Collect and copy every line of the records below that contains the string "dark". Matching is case-sensitive.

Excerpts from a point labeling dataset
#####

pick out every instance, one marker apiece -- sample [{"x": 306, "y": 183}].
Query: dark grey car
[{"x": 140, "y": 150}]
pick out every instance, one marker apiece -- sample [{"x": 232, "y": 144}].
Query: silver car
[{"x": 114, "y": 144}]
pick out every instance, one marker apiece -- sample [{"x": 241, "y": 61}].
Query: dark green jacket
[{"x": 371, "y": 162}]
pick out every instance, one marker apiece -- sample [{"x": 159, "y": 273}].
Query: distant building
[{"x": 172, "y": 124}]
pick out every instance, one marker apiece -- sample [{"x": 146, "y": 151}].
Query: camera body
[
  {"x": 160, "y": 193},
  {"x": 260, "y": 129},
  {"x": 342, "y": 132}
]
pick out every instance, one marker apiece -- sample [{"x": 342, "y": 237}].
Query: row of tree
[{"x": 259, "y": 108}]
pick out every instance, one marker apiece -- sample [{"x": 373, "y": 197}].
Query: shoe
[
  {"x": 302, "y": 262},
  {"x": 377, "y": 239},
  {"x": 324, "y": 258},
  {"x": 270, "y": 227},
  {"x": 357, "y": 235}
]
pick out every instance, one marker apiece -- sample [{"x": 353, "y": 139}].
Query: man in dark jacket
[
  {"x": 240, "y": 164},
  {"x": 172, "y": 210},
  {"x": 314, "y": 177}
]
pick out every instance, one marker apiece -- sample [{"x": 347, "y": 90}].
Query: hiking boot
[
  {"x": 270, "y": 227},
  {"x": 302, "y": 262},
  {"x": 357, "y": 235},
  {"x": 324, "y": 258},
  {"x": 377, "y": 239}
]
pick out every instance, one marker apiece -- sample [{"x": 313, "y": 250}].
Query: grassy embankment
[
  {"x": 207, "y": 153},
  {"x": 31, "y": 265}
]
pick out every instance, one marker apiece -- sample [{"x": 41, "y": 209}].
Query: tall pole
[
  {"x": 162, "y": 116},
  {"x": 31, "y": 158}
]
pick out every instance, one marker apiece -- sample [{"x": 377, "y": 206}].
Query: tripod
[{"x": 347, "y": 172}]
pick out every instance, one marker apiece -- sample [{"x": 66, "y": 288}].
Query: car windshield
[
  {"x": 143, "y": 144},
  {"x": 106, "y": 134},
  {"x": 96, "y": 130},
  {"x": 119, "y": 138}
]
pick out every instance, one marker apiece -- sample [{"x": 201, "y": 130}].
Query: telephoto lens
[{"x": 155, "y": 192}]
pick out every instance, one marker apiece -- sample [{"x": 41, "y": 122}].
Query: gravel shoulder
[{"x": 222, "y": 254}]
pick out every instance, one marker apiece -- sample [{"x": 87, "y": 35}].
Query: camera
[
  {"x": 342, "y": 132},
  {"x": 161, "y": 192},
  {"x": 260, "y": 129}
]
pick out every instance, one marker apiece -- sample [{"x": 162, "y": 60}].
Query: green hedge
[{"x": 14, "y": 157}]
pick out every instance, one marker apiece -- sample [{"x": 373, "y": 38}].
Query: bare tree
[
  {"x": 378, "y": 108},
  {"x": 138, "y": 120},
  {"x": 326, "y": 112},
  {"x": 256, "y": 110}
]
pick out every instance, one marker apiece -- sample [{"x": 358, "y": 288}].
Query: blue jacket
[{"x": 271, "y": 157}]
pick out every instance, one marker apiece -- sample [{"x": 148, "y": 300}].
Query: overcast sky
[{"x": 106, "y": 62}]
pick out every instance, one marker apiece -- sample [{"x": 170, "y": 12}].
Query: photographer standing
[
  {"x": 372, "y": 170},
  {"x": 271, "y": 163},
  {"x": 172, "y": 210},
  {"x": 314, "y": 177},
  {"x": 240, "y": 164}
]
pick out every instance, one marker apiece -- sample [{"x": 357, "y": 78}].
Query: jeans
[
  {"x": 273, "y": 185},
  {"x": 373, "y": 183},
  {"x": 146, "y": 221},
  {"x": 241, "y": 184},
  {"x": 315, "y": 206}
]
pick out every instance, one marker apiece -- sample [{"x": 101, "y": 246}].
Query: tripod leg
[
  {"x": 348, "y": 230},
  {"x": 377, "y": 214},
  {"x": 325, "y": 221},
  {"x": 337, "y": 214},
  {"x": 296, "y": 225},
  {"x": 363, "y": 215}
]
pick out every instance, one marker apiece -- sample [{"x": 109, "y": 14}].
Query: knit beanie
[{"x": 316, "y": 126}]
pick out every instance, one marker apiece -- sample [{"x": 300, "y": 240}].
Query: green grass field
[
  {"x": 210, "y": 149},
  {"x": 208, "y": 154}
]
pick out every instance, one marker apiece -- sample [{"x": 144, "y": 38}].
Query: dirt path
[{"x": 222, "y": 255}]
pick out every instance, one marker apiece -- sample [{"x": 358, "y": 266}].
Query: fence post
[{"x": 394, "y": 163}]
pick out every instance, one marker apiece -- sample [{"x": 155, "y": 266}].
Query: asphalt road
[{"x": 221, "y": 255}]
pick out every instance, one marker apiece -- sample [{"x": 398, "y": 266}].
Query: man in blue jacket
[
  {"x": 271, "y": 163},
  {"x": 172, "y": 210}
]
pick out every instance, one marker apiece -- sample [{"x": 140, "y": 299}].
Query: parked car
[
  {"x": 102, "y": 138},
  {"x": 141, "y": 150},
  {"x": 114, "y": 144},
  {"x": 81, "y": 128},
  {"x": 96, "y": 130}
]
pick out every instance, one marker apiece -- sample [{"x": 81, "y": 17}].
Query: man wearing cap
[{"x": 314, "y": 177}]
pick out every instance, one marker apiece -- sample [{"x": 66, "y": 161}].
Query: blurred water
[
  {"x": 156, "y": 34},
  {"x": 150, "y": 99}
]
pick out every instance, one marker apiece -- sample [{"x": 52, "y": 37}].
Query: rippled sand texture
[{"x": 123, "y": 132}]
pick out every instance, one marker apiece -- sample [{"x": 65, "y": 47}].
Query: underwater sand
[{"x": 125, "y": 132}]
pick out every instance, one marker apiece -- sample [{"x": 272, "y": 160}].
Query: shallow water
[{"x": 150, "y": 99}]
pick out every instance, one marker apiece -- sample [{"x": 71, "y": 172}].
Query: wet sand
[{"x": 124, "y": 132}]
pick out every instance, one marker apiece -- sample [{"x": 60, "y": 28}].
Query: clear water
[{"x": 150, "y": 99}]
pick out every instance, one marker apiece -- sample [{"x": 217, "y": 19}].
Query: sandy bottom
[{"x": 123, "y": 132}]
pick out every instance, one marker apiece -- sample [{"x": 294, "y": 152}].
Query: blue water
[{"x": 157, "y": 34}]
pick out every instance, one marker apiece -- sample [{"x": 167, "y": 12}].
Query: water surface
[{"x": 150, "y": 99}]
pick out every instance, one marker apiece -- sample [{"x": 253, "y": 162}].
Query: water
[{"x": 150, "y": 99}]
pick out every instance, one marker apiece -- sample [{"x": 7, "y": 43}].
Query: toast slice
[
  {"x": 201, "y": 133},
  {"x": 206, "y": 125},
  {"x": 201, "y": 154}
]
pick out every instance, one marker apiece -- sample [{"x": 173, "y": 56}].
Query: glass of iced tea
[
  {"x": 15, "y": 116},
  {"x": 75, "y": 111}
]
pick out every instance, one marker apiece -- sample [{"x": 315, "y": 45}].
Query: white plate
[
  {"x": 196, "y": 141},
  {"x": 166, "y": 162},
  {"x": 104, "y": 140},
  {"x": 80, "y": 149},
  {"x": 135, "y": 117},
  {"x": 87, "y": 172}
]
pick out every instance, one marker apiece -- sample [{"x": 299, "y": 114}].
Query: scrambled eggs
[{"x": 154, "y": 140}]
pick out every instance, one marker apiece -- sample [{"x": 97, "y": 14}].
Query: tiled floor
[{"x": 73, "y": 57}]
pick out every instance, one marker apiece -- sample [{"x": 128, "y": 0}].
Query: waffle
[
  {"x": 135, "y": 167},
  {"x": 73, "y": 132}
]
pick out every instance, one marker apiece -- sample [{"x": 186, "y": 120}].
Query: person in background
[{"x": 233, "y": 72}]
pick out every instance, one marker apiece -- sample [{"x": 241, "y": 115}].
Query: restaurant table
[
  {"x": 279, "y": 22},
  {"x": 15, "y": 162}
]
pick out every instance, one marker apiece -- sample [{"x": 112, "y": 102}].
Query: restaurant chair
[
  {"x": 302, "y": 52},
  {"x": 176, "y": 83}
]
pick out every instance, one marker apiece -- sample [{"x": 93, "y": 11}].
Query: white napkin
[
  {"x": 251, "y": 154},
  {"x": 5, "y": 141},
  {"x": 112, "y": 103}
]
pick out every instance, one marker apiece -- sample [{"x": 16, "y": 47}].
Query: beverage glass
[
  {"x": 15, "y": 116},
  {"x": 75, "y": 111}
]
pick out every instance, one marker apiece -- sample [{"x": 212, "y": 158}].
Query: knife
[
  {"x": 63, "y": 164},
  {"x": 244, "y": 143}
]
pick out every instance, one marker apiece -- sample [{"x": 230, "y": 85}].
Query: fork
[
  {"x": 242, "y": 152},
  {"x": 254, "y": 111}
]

#####

EXERCISE RESPONSE:
Query: dark grey car
Query: dark green jacket
Query: man in dark jacket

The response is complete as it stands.